# What the task requires
Please rewrite the items below, swapping each "Place a marker there" for "Put a dot on it" and changing nothing else.

# Data shown
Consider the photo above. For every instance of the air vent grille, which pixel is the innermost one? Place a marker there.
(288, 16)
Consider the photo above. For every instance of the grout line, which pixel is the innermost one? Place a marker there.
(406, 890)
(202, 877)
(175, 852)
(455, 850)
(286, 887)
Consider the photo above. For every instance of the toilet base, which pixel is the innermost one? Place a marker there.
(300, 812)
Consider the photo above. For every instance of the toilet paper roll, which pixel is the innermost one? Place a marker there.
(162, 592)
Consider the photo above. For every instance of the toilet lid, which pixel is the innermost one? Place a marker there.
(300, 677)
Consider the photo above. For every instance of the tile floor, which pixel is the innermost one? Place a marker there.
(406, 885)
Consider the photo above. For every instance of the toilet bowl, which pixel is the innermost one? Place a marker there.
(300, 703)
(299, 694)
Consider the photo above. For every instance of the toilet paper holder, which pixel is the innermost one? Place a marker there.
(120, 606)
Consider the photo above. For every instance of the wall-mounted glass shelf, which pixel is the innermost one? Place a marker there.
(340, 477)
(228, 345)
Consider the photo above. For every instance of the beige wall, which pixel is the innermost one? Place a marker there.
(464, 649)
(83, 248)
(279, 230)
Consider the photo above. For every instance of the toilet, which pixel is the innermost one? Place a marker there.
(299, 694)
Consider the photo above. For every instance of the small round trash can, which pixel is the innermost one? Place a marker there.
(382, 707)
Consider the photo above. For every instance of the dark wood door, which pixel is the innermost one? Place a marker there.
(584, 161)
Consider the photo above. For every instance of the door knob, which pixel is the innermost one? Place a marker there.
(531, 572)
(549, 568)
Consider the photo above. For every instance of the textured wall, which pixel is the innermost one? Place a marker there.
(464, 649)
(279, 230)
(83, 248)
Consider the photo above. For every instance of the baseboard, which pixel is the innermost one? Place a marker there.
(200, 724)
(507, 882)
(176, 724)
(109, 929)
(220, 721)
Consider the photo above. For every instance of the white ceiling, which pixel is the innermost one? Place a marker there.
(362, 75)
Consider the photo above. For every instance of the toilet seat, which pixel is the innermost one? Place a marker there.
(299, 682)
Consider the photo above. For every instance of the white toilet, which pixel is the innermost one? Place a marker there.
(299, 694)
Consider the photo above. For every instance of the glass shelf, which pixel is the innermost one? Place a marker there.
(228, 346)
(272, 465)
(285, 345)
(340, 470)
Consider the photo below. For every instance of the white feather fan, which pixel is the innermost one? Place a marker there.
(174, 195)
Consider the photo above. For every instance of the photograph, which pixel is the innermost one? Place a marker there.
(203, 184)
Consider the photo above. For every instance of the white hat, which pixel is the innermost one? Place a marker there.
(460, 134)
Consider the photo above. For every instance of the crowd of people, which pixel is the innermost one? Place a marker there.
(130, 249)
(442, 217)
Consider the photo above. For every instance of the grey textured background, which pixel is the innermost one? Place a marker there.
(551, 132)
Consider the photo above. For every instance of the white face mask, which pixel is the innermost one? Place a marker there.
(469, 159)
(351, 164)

# Solved exercise
Consider the photo above. For every instance of the air vent grille, which pixel is the innermost one? Put a dot on it.
(288, 16)
Consider the photo above. For every instance of the grout line, which pixel is the innermost one? Put a dot on it.
(406, 890)
(202, 877)
(175, 852)
(455, 850)
(286, 887)
Consider the photo above. For every instance of the toilet base, which pixel is the innermost one? Put a dot on it.
(300, 812)
Consider the photo above. For every instance of the toilet paper roll, which pixel is the innermost one? Put a dot on it.
(162, 592)
Consider the photo above. For every instance of the toilet lid, which pixel is the innermost one? Put a dot on it.
(300, 677)
Consider the photo above. For every instance of the tile floor, which pixel is the innermost one? Put a dot on it.
(406, 885)
Consider the photo above. For every instance of the toilet bowl, which pixel is the innermost one? Put a dot on it.
(300, 703)
(299, 694)
Consider the photo above. For every instance of the toilet paper holder, which pixel is the innermost one? Put a dot on it.
(120, 606)
Consider the photo above. For every instance of the wall-mounted glass shelf, which pixel is the innermost one? Put a dot on it.
(340, 477)
(228, 345)
Consider the photo above. For every instance of the beige wall, which pixel is the innermost one? Put a dot on it.
(464, 649)
(83, 248)
(279, 230)
Consider the photo above. For every instance of the toilet, which pixel is the innermost one? Put a dot on it.
(299, 694)
Consider the photo above. For every instance of the small round trash can, which pixel is the innermost one? Put a dot on it.
(382, 707)
Consider the photo above. For every instance of the dark wood door, which pixel is the innermost one? Put a dot on it.
(584, 161)
Consider the photo above. For every instance of the door knob, which pixel is the innermost one? Put a dot on it.
(531, 572)
(549, 568)
Consider the photo above. For every instance of the textured wall, which pixel is the innermost one? Put a dot on it.
(464, 649)
(279, 230)
(83, 248)
Consider the photo above. For every instance of the baseboard, which pixel is the innermost one? Put a dot on it.
(200, 724)
(507, 882)
(176, 724)
(109, 929)
(220, 721)
Consider the photo above. For every instance of the white ceiling, which pixel is the innermost one? Put a dot on it.
(362, 75)
Consider the photo above. For every instance of the toilet seat, which pixel is the innermost one? Put a dot on it.
(299, 682)
Consider the photo above. For every instance of the white toilet, which pixel is the innermost one? Put a dot on it.
(299, 694)
Consider the photo above. For every instance of the glass shelf, which pixel is the innermost one? Put a dot on it.
(228, 346)
(272, 465)
(285, 345)
(340, 470)
Consider the photo below. For every instance of the white feather fan, which pixel is the innermost one? Put a dot on it.
(174, 195)
Consider the photo above. For every instance of the photograph, which pixel is the innermost one? Put a dot on it.
(203, 184)
Consider the photo above. For every instance of the white hat, which pixel is the innermost one? Put a dot on it.
(460, 134)
Consider the photo above. For every instance of the crowd of people, which pixel is the innermost one? Put a dot on it.
(130, 249)
(442, 217)
Consider the photo above. For every instance of the grey textured background, which pixel is the innermost one? Put a dot on it.
(551, 132)
Consider the photo above. For every instance of the white face mask, which pixel is the innermost one? Put a dot on it.
(469, 159)
(351, 164)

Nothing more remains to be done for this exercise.